• [Written instruction A] In the zone lock patch, rewrite the part from "From 267cda3e0e160f97b346009bc48819bfeed92e52 Mon" to "zone->_lock." with "tracing" changed to "profiling".
• [Written instruction B]
Answer these about the zone lock patch:
(i) What is the patch based on top of?
(ii) Who is named in its From line?
(iii) How many files does it change?
** Begin Page excerpt **
Following the suggestion from SJ and Vlastimil, I prepared fixup to
standardize documentation and comments on the term "zone lock".

The patch is based on top of the current mm-new.

Andrew, please let me know if you would prefer a respin of the series
instead.

From 267cda3e0e160f97b346009bc48819bfeed92e52 Mon Sep 17 00:00:00 2001
From: Dmitry Ilvokhin <d@ilvokhin.com>
Date: Thu, 5 Mar 2026 10:36:17 -0800
Subject: [PATCH] mm: documentation: standardize on "zone lock" terminology

During review of the zone lock tracing series it was suggested to
standardize documentation and comments on the term "zone lock"
instead of using zone_lock or referring to the internal field
zone->_lock.

Update references accordingly.

Signed-off-by: Dmitry Ilvokhin <d@ilvokhin.com>
---
 Documentation/mm/physical_memory.rst |  4 ++--
 Documentation/trace/events-kmem.rst  |  8 ++++----
 mm/compaction.c                      |  2 +-
 mm/internal.h                        |  2 +-
 mm/page_alloc.c                      | 12 ++++++------
 mm/page_isolation.c                  |  4 ++--
 mm/page_owner.c                      |  2 +-
 7 files changed, 17 insertions(+), 17 deletions(-)

diff --git a/Documentation/mm/physical_memory.rst b/Documentation/mm/physical_memory.rst
index e344f93515b6..2398d87ac156 100644
--- a/Documentation/mm/physical_memory.rst
+++ b/Documentation/mm/physical_memory.rst
@@ -500,11 +500,11 @@ General
 ``nr_isolate_pageblock``
   Number of isolated pageblocks. It is used to solve incorrect freepage counting
   problem due to racy retrieving migratetype of pageblock. Protected by
-  ``zone_lock``. Defined only when ``CONFIG_MEMORY_ISOLATION`` is enabled.
+  zone lock. Defined only when ``CONFIG_MEMORY_ISOLATION`` is enabled.
 
 ``span_seqlock``
   The seqlock to protect ``zone_start_pfn`` and ``spanned_pages``. It is a
-  seqlock because it has to be read outside of ``zone_lock``, and it is done in
+  seqlock because it has to be read outside of zone lock, and it is done in
   the main allocator path. However, the seqlock is written quite infrequently.
   Defined only when ``CONFIG_MEMORY_HOTPLUG`` is enabled.
 
diff --git a/Documentation/trace/events-kmem.rst b/Documentation/trace/events-kmem.rst
index 3c20a972de27..42f08f3b136c 100644
--- a/Documentation/trace/events-kmem.rst
+++ b/Documentation/trace/events-kmem.rst
@@ -57,7 +57,7 @@ the per-CPU allocator (high performance) or the buddy allocator.
** End Page excerpt **
** Begin Dataset content **
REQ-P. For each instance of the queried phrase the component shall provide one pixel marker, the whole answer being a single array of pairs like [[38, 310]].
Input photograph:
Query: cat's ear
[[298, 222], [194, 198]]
** End Dataset content **
• [Task result A]
From 267cda3e0e160f97b346009bc48819bfeed92e52 Mon Sep 17 00:00:00 2001
From: Dmitry Ilvokhin <d@ilvokhin.com>
Date: Thu, 5 Mar 2026 10:36:17 -0800
Subject: [PATCH] mm: documentation: standardize on "zone lock" terminology

During review of the zone lock profiling series it was suggested to
standardize documentation and comments on the term "zone lock"
instead of using zone_lock or referring to the internal field
zone->_lock.

• [Task result B]
(i) The current mm-new.
(ii) Dmitry Ilvokhin.
(iii) 7 files.